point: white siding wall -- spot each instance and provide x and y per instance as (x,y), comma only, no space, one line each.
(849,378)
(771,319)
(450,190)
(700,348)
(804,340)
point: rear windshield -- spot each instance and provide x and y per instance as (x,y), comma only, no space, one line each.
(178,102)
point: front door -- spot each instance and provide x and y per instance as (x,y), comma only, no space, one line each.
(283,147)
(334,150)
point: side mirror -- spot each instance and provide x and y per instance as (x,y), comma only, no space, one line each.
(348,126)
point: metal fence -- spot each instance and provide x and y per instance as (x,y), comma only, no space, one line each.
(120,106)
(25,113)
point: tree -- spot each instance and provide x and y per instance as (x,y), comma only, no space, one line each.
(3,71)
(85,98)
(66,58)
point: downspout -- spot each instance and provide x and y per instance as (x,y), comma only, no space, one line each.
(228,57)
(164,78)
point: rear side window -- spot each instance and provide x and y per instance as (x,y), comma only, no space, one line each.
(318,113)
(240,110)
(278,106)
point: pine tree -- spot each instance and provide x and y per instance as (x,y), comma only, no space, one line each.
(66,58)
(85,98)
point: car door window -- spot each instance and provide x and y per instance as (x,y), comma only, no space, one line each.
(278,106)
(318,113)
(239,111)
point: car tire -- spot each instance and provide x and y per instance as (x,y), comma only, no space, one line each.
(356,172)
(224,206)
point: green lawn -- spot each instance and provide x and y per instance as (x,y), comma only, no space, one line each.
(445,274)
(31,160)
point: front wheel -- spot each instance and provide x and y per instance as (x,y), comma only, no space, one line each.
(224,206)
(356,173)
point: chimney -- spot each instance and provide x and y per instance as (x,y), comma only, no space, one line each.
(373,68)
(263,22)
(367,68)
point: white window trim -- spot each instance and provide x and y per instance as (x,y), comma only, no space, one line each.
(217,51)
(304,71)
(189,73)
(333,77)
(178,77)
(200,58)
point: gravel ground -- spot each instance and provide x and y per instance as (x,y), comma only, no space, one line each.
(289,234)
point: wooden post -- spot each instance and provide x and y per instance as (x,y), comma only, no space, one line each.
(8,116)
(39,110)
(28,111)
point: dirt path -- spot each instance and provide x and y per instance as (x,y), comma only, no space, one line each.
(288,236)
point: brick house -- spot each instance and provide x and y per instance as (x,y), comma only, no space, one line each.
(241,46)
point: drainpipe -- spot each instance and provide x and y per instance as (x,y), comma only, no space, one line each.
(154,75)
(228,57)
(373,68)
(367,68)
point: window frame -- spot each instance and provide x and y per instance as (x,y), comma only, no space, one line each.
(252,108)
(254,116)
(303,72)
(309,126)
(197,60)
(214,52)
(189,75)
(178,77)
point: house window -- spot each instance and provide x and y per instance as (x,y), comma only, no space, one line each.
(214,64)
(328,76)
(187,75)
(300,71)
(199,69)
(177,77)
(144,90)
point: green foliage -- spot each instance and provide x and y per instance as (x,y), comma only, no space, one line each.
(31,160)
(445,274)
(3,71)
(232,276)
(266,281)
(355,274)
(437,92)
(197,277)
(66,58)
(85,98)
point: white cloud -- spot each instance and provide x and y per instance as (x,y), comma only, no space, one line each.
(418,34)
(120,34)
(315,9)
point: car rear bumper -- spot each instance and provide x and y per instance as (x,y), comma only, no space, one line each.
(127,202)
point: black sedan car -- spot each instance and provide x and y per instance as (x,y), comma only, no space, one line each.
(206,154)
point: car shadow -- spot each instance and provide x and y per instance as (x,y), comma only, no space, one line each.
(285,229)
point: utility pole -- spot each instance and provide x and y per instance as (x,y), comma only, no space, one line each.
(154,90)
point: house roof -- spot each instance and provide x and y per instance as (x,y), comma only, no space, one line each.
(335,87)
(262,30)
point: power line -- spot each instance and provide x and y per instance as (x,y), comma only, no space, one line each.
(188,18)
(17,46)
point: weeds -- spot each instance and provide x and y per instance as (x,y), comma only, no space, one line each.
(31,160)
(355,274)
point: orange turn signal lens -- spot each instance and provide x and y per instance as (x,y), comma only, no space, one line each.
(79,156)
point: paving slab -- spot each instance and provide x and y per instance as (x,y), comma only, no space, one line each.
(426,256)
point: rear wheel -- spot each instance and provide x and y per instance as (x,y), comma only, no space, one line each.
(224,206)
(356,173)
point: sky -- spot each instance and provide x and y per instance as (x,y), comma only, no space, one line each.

+===+

= Exercise prompt =
Convert every line of the data above into a numbered list, omitting any blank lines.

= Final result =
1. point: white siding wall -- spot each instance and provide x and y per instance as (x,y), comma only, no space, one line each.
2. (849,378)
3. (771,319)
4. (450,190)
5. (700,348)
6. (804,340)
7. point: rear windshield -- spot each instance and provide x and y per instance as (x,y), comma only, no space, one line each.
8. (178,102)
9. point: front door -- spot each instance and provide x and y per instance as (x,y), comma only, no space, one line each.
10. (283,147)
11. (334,150)
12. point: side mirror -- spot each instance and provide x and y per instance as (x,y), comma only, no space, one line each.
13. (348,126)
14. point: metal fence -- spot each instance and provide x and y per instance as (x,y), comma only, no space, one line each.
15. (120,106)
16. (25,113)
17. point: tree -- spot each instance and provide x and y per instance as (x,y), comma only, no space, one line each.
18. (3,71)
19. (85,98)
20. (66,58)
21. point: downspout -- spot each instance and provide x and y per instance as (x,y), comma only, no space, one line each.
22. (228,57)
23. (164,78)
24. point: rear side window -- spot each instance and provide x and y per instance as (x,y), comma only, no space, one line each.
25. (318,113)
26. (240,110)
27. (278,106)
28. point: pine tree -- spot each instance and provide x and y per instance as (x,y), comma only, no space, one line each.
29. (66,58)
30. (85,98)
31. point: car door window -- spot each instance and provide x and y per instance as (x,y), comma only, no space, one line each.
32. (278,106)
33. (318,113)
34. (239,111)
35. point: car tire -- spot each instance and provide x and y per instance as (x,y), comma only, no space, one line each.
36. (356,172)
37. (224,206)
38. point: green lawn -- spot each instance and provide x and y per instance as (x,y), comma only, no space, one line each.
39. (445,274)
40. (31,160)
41. point: front wheel -- spot each instance and provide x and y per instance as (x,y), comma only, no space, one line each.
42. (224,206)
43. (356,173)
44. point: chimney -- spot each instance and provide x and y per instance as (x,y), comma only, no space, one line each.
45. (373,68)
46. (263,22)
47. (367,68)
48. point: white window trim -- spot each instance and provide x and y per instance as (x,y), comma only, no space, one line each.
49. (217,51)
50. (304,71)
51. (189,73)
52. (333,77)
53. (178,77)
54. (200,58)
55. point: gravel ground -- spot each instance and provide x and y per instance as (x,y), comma only, no space, one line each.
56. (289,234)
57. point: wooden post -- spot each instance and provide x and y per instance as (x,y), comma only, no space, one line each.
58. (8,116)
59. (39,110)
60. (28,111)
61. point: dirt path -- spot each instance and provide x and y per instance as (x,y), comma only, no space, one line each.
62. (288,236)
63. point: brick house -- spot each instance and provide x and y per instance as (x,y), comma only, no space, one line each.
64. (241,46)
65. point: drainpipe -- spot each instance and provide x and y per instance as (x,y), comma only, no space, one line each.
66. (154,75)
67. (228,57)
68. (373,68)
69. (367,68)
70. point: window frame -- spot each instance and provide x and y per instance as (x,y), comma only, no space, one line each.
71. (252,108)
72. (254,116)
73. (303,72)
74. (309,126)
75. (197,60)
76. (214,52)
77. (189,75)
78. (178,77)
79. point: house window -- spot each instance and provide x and y per instance as (x,y), comma only, no space, one line each.
80. (214,64)
81. (328,76)
82. (187,75)
83. (300,71)
84. (199,69)
85. (177,77)
86. (144,90)
87. point: green foliage -- spot each instance and provide x and y per instance as (x,y), comma only, no space, one line each.
88. (31,160)
89. (445,274)
90. (3,71)
91. (232,276)
92. (266,281)
93. (355,274)
94. (437,92)
95. (197,277)
96. (66,58)
97. (85,98)
98. point: white cloud -- spot each instance and provide x and y per instance as (x,y), comma only, no space, one line each.
99. (418,34)
100. (120,34)
101. (315,9)
102. point: car rear bumper -- spot each instance and provide x and y per instance as (x,y), comma only, no space, one line each.
103. (127,202)
104. point: black sedan car -- spot each instance and provide x and y per instance as (x,y), comma only, no space, one line each.
105. (206,154)
106. point: car shadow -- spot each instance and provide x and y per instance as (x,y), comma only, no space, one line each.
107. (285,229)
108. point: utility pole -- spot each instance and provide x and y per instance as (x,y), comma only, no space, one line each.
109. (154,90)
110. point: house roof -- spot each instance and provide x and y per instance as (x,y), comma only, no space, one line each.
111. (335,87)
112. (262,30)
113. point: power line -- spot each instance and provide x and y per instance as (x,y), comma only, no space, one line each.
114. (188,18)
115. (17,46)
116. point: weeds -- spot each instance and provide x and y per instance as (x,y), comma only, no space, one line each.
117. (31,160)
118. (355,274)
119. point: orange turn signal lens -- spot each instance and provide x and y per instance as (x,y), comma only, no space, one line each.
120. (79,156)
121. point: paving slab -- spot each instance and provide x and y per instance as (x,y), comma only, no space, one line each.
122. (426,256)
123. point: rear wheel -- spot each instance and provide x and y per instance as (x,y), comma only, no space, one line each.
124. (224,206)
125. (356,173)
126. point: sky -- spot each instance and provide x and y per instance as (x,y), comma only, no space, one line each.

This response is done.